**Your instructions**
Count the lines in the data below that contain the word "hillside", and reply with the number alone.

--- Begin ---

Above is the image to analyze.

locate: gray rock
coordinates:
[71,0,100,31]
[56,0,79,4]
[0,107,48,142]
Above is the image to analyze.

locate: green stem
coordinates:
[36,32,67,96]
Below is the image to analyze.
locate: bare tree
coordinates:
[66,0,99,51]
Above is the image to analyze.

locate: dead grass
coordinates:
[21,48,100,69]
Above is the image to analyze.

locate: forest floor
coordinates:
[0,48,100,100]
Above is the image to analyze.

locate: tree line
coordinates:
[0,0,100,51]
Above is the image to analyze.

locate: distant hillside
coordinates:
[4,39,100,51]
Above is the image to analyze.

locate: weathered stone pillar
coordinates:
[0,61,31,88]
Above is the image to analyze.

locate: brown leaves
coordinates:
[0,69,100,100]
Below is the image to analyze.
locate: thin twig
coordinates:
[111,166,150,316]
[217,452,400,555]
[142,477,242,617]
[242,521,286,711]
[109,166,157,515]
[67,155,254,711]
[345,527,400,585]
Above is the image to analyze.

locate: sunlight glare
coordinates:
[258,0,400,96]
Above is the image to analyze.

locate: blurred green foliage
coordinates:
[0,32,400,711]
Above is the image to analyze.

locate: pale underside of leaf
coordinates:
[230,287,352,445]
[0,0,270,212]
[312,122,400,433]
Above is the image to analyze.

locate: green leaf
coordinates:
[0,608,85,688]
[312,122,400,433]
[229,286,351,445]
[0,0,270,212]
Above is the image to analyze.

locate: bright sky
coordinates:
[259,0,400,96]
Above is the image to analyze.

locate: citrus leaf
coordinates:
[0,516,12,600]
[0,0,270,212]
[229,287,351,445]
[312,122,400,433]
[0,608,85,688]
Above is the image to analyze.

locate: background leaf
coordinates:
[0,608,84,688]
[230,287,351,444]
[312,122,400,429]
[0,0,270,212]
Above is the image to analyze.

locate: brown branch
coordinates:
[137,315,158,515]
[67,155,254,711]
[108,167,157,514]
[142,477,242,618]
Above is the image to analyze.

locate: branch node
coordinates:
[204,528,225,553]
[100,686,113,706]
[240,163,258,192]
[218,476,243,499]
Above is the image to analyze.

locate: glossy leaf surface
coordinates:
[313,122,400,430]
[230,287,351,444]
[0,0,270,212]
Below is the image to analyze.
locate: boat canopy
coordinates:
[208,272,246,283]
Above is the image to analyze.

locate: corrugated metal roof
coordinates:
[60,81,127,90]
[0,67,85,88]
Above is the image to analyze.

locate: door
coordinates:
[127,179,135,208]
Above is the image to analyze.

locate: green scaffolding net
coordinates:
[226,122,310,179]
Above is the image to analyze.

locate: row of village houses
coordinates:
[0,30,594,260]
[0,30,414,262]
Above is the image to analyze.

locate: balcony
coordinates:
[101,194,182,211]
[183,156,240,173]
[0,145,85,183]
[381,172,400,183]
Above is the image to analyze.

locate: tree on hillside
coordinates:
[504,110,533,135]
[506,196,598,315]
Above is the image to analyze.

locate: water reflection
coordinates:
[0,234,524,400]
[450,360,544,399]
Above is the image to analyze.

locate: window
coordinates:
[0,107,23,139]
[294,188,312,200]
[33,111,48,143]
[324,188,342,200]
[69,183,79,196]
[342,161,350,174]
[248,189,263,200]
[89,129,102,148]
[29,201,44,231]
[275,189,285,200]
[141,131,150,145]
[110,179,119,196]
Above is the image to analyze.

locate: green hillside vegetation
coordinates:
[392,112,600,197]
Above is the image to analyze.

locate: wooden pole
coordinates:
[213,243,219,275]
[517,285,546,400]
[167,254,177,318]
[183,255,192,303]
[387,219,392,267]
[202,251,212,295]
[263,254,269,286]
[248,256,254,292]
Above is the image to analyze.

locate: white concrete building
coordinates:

--- End ---

**The solution**
3